* [Prompt 1]
Summarize the passage on the COVID-19 surge in Missouri in two sentences.
* [Prompt 2]
Continue the passage on the COVID-19 surge in Missouri from where it stops.

══ Provided passage

Missouri hospitals have been overrun with a surge in COVID-19 cases in recent weeks, with hospitals requesting extra ventilators and bringing in traveling nurses to handle the caseload. As ICU units swell, Steve Edwards, CEO of Missouri-based hospital system CoxHealth, has pleaded with locals to get vaccinated.

“Begging people to take the vaccine while there is still time,” he tweeted July 9. “If you could see the exhaustion in the eyes of our nurses who keep zipping up body bags, we beg you.”

Similarly, Moore told RNS he has spoken with evangelical doctors “discouraged to the point of exhaustion by the low rates of vaccination among sectors of our fellow Christians,” despite pleading for people to get vaccinated.

The explosion of cases has already bled into nearby Arkansas, where low vaccination rates also track with high average white evangelical populations. In the one county with a vaccination rate under 20 percent, white evangelicals make up 47 percent of the population. For counties in the 20 percent to 40 percent range, white evangelicals average 46 percent, but that dips to 35 percent in counties with vaccination rates between 40 percent and 60 percent.

════
══ Data extract

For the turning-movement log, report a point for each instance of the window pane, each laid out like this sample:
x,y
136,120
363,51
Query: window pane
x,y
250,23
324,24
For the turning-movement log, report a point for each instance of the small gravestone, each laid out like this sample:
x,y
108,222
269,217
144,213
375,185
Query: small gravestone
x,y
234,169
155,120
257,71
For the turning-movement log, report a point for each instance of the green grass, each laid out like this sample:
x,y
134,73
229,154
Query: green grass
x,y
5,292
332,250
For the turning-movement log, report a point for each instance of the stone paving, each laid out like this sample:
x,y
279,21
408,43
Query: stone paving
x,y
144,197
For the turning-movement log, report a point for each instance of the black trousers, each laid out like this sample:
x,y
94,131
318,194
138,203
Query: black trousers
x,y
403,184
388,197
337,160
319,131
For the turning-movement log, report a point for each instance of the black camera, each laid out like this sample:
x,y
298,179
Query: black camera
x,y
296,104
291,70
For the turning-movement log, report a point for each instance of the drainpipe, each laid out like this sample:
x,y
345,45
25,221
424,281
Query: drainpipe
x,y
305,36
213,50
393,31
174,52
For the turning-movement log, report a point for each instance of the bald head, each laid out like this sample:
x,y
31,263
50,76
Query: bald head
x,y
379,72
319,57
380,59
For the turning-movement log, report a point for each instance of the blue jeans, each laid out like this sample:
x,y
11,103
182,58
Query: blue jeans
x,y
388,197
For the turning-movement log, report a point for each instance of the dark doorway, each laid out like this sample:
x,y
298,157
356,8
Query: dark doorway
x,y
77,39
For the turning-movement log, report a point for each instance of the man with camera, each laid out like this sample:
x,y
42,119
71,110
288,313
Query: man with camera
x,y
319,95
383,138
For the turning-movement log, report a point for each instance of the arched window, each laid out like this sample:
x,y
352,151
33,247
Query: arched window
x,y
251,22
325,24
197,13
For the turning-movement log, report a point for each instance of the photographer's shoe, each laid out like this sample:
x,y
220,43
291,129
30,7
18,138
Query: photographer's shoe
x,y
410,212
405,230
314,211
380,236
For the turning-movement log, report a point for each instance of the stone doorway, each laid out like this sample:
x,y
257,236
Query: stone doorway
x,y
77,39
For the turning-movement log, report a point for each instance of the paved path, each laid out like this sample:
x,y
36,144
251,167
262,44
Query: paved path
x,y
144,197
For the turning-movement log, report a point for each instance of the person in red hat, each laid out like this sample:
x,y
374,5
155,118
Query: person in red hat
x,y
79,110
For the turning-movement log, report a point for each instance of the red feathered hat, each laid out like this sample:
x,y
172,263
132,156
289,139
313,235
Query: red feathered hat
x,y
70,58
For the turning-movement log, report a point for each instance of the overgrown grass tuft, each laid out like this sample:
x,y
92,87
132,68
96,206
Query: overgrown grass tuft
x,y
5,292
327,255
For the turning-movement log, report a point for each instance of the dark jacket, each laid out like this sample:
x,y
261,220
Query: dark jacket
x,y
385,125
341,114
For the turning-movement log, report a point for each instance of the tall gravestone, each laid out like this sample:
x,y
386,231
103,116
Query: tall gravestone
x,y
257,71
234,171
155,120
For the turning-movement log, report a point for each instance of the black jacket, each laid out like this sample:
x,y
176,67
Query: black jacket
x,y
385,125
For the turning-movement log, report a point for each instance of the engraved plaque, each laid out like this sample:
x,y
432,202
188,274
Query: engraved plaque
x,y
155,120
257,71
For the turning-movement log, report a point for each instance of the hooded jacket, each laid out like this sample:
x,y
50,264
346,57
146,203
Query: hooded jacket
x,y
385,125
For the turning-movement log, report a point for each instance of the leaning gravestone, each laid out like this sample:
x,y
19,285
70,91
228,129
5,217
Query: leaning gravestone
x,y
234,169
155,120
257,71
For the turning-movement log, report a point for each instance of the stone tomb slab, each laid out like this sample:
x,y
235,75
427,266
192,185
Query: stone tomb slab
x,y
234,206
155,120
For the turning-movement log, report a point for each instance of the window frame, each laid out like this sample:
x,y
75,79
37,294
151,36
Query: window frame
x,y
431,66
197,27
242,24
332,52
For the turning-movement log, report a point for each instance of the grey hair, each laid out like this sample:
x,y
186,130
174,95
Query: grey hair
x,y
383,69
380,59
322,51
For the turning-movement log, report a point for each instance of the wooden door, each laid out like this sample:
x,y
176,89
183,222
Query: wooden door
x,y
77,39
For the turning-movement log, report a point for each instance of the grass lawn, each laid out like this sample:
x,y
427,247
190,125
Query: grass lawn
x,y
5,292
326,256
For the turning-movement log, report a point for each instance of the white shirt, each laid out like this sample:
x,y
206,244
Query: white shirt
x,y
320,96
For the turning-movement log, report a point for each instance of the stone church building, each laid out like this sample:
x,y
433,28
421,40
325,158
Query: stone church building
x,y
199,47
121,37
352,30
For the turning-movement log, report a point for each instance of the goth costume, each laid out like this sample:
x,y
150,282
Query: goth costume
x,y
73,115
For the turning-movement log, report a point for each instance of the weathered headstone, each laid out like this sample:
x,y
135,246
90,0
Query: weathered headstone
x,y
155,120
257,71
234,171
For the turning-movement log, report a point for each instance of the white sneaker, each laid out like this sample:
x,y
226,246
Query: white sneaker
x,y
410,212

════

* [Reply 1]
A surge in COVID-19 cases has overrun Missouri hospitals, which have requested extra ventilators and brought in traveling nurses, and Steve Edwards, CEO of the hospital system CoxHealth, has pleaded with locals to get vaccinated. The surge has spread into Arkansas, where low vaccination rates also track with high white evangelical populations.

* [Reply 2]
The pattern may be set to repeat in Tennessee, one of several states that have seen a sharp uptick in cases over the last week. In counties with vaccination rates at 20 percent or lower, PRRI’s analysis found that white evangelicals make up 50 percent of the population on average. Roughly the same was true for counties in the 20 percent to 40 percent vaccination range, where evangelicals make up 51 percent of the population. But in counties with 40 percent to 60 percent vaccination rates, the number shrinks to just 43 percent.

In Florida—which has seen the greatest percentage increase in COVID-19 cases over the past week, according to the Washington Post—vaccination rates overall have been higher than in other parts of the Southeast, with none below 20 percent. But white evangelicals remain best represented in the lowest tier: In counties with 20 percent to 40 percent of eligible people vaccinated, white evangelicals make up 36 percent of the population on average.

In the 40 percent to 60 percent range, white evangelicals make up 20 percent of the counties’ populations. In the 60 percent or above range, they constitute just 13 percent of the population on average.

Role of religion undeniable

The pattern is less pronounced in northern states. Take Maine, where white evangelicals are less represented and COVID-19 vaccination rates are high; none of its counties report vaccination rates under 40 percent. Of those counties in the 40 percent to 60 percent range for vaccination rates, white evangelicals make up 22 percent of the population on average. Of those above 60 percent, evangelicals constitute around 19 percent.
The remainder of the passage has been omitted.